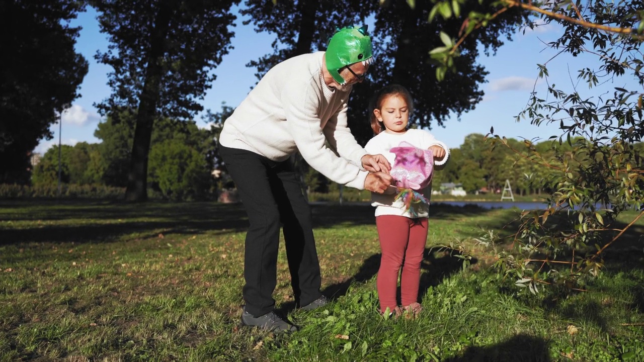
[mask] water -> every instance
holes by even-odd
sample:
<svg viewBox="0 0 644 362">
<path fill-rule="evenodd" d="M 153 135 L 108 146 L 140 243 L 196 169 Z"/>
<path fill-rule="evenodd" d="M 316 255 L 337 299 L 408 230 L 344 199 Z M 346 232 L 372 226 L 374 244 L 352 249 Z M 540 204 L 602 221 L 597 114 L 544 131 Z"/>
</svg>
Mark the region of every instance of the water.
<svg viewBox="0 0 644 362">
<path fill-rule="evenodd" d="M 507 201 L 436 201 L 431 203 L 433 205 L 442 204 L 450 206 L 465 206 L 466 205 L 476 205 L 484 209 L 511 209 L 516 207 L 520 210 L 545 209 L 546 204 L 543 202 L 511 202 Z"/>
</svg>

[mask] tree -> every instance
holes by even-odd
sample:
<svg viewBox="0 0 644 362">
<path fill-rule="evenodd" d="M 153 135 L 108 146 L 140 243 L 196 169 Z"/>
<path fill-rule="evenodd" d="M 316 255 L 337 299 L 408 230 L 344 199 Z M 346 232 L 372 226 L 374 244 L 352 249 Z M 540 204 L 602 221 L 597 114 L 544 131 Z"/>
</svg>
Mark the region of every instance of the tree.
<svg viewBox="0 0 644 362">
<path fill-rule="evenodd" d="M 128 184 L 135 123 L 135 112 L 115 110 L 94 131 L 94 137 L 101 140 L 98 146 L 100 157 L 95 158 L 97 163 L 94 168 L 108 186 L 124 187 Z"/>
<path fill-rule="evenodd" d="M 32 182 L 34 185 L 56 185 L 58 183 L 58 145 L 50 148 L 34 167 Z M 73 148 L 66 144 L 61 146 L 61 182 L 70 182 L 70 164 Z"/>
<path fill-rule="evenodd" d="M 102 142 L 97 145 L 99 155 L 90 159 L 90 162 L 93 160 L 97 163 L 91 168 L 97 170 L 96 172 L 99 173 L 100 173 L 100 170 L 102 170 L 100 178 L 106 185 L 124 187 L 127 184 L 127 165 L 130 159 L 134 140 L 136 117 L 135 112 L 127 110 L 122 110 L 118 114 L 113 113 L 104 122 L 99 124 L 94 132 L 94 136 Z M 118 119 L 118 122 L 115 120 L 116 118 Z M 214 167 L 213 160 L 216 159 L 216 142 L 212 130 L 201 129 L 193 120 L 182 122 L 166 118 L 160 119 L 156 121 L 150 136 L 151 149 L 168 141 L 180 143 L 191 151 L 198 153 L 202 160 L 200 164 L 204 171 L 210 175 Z M 183 150 L 181 151 L 183 152 Z M 160 154 L 161 152 L 157 151 L 157 153 Z M 181 154 L 180 152 L 170 154 L 169 156 L 164 154 L 163 157 L 170 159 L 173 155 Z M 151 155 L 150 158 L 151 160 Z M 171 162 L 182 161 L 177 158 Z M 148 172 L 148 174 L 150 175 L 151 172 Z M 155 183 L 152 186 L 157 187 L 158 184 Z"/>
<path fill-rule="evenodd" d="M 216 75 L 209 71 L 228 53 L 239 0 L 91 0 L 111 42 L 97 59 L 111 66 L 111 97 L 102 115 L 137 110 L 126 199 L 147 199 L 147 159 L 154 123 L 191 119 Z"/>
<path fill-rule="evenodd" d="M 93 158 L 98 156 L 99 145 L 79 142 L 75 146 L 62 145 L 61 148 L 61 181 L 64 184 L 90 185 L 100 184 L 100 175 L 92 167 Z M 50 148 L 34 167 L 34 185 L 55 186 L 58 183 L 58 146 Z"/>
<path fill-rule="evenodd" d="M 449 17 L 455 4 L 459 6 L 464 1 L 440 1 L 435 8 Z M 500 252 L 495 265 L 507 275 L 519 276 L 516 284 L 528 287 L 533 293 L 551 284 L 569 291 L 600 272 L 605 251 L 623 240 L 625 233 L 644 215 L 644 170 L 638 146 L 644 136 L 641 71 L 644 12 L 640 2 L 626 1 L 537 4 L 502 0 L 498 6 L 470 14 L 456 41 L 444 34 L 444 46 L 433 51 L 442 62 L 437 75 L 453 69 L 450 59 L 457 55 L 463 39 L 475 36 L 474 30 L 493 22 L 497 14 L 522 8 L 546 23 L 562 26 L 559 39 L 548 44 L 558 50 L 558 55 L 596 55 L 598 66 L 582 64 L 578 73 L 578 79 L 589 89 L 600 79 L 615 81 L 621 76 L 637 83 L 616 87 L 612 94 L 596 99 L 583 95 L 582 87 L 565 91 L 549 81 L 550 99 L 533 93 L 518 117 L 537 126 L 556 122 L 562 134 L 556 137 L 558 142 L 550 143 L 549 155 L 531 142 L 525 143 L 523 159 L 547 170 L 542 173 L 542 178 L 533 180 L 545 186 L 547 207 L 522 214 L 514 235 L 514 252 Z M 538 64 L 539 76 L 546 80 L 547 65 Z M 502 136 L 489 136 L 520 154 Z M 566 144 L 567 148 L 560 146 Z M 629 209 L 638 213 L 625 226 L 618 226 L 616 218 Z M 556 227 L 551 227 L 553 224 Z M 497 242 L 493 237 L 486 243 Z M 565 267 L 557 267 L 560 265 Z"/>
<path fill-rule="evenodd" d="M 205 164 L 203 155 L 192 147 L 178 139 L 166 140 L 152 146 L 150 182 L 169 200 L 202 198 L 212 179 Z"/>
<path fill-rule="evenodd" d="M 0 183 L 28 182 L 30 153 L 79 96 L 88 63 L 69 22 L 83 10 L 71 0 L 0 1 Z"/>
<path fill-rule="evenodd" d="M 258 69 L 261 77 L 272 66 L 289 57 L 326 49 L 327 42 L 336 26 L 363 23 L 375 15 L 375 28 L 370 29 L 376 49 L 376 62 L 369 71 L 368 79 L 354 87 L 350 100 L 349 126 L 361 144 L 373 137 L 368 125 L 367 107 L 374 91 L 388 83 L 396 82 L 408 87 L 413 95 L 416 111 L 410 122 L 423 128 L 440 126 L 451 113 L 460 115 L 474 108 L 480 100 L 482 91 L 478 85 L 487 74 L 476 63 L 480 44 L 495 50 L 503 44 L 502 35 L 509 39 L 511 25 L 522 20 L 520 12 L 509 12 L 503 20 L 486 30 L 485 33 L 464 44 L 466 50 L 457 62 L 459 74 L 450 82 L 439 83 L 430 50 L 440 41 L 440 29 L 458 31 L 460 23 L 455 20 L 430 23 L 430 2 L 415 2 L 410 9 L 403 0 L 360 1 L 359 0 L 278 1 L 271 4 L 263 0 L 247 0 L 241 12 L 251 15 L 258 31 L 268 31 L 277 36 L 274 51 L 249 66 Z M 491 1 L 484 1 L 487 6 Z M 483 5 L 464 6 L 468 11 L 484 8 Z"/>
</svg>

____

* [WHAT YOU ARE ASKED TO DO]: Can you reproduce, unchanged, the stretch of the data from the line containing "[mask] tree -> every instance" through the line containing "102 142 L 97"?

* [RESPONSE TO THIS TASK]:
[mask] tree -> every instance
holes by even-odd
sample:
<svg viewBox="0 0 644 362">
<path fill-rule="evenodd" d="M 153 135 L 108 146 L 140 243 L 196 169 Z"/>
<path fill-rule="evenodd" d="M 316 255 L 337 299 L 408 230 L 344 199 Z M 346 232 L 372 226 L 374 244 L 352 249 Z M 540 204 L 602 221 L 597 114 L 544 131 Z"/>
</svg>
Mark the region of every instance of the tree.
<svg viewBox="0 0 644 362">
<path fill-rule="evenodd" d="M 128 184 L 135 123 L 135 112 L 115 110 L 94 131 L 94 137 L 101 140 L 98 146 L 100 157 L 95 158 L 97 163 L 94 168 L 108 186 L 124 187 Z"/>
<path fill-rule="evenodd" d="M 32 182 L 34 185 L 56 185 L 58 183 L 58 145 L 50 148 L 34 167 Z M 73 148 L 66 144 L 61 146 L 61 182 L 70 182 L 70 164 Z"/>
<path fill-rule="evenodd" d="M 102 142 L 97 145 L 99 155 L 90 159 L 90 162 L 93 160 L 97 163 L 91 168 L 97 170 L 96 172 L 99 173 L 100 173 L 100 170 L 102 170 L 100 178 L 106 185 L 124 187 L 127 184 L 127 165 L 130 159 L 134 140 L 136 117 L 135 112 L 127 110 L 122 110 L 118 114 L 113 113 L 104 122 L 99 124 L 94 132 L 94 136 Z M 118 119 L 118 122 L 115 120 L 116 118 Z M 214 167 L 213 160 L 216 159 L 216 142 L 212 130 L 201 129 L 193 120 L 182 122 L 166 118 L 160 119 L 156 121 L 150 136 L 151 149 L 168 141 L 180 143 L 191 151 L 198 153 L 202 160 L 200 164 L 204 171 L 210 175 Z M 183 150 L 181 151 L 183 152 Z M 160 154 L 161 152 L 157 151 L 157 153 Z M 181 154 L 180 152 L 170 154 L 169 156 L 164 154 L 163 157 L 170 159 L 173 155 Z M 151 155 L 150 158 L 151 160 Z M 171 162 L 182 161 L 177 158 Z M 148 172 L 148 174 L 150 175 L 151 172 Z M 155 183 L 152 186 L 157 187 L 158 184 Z"/>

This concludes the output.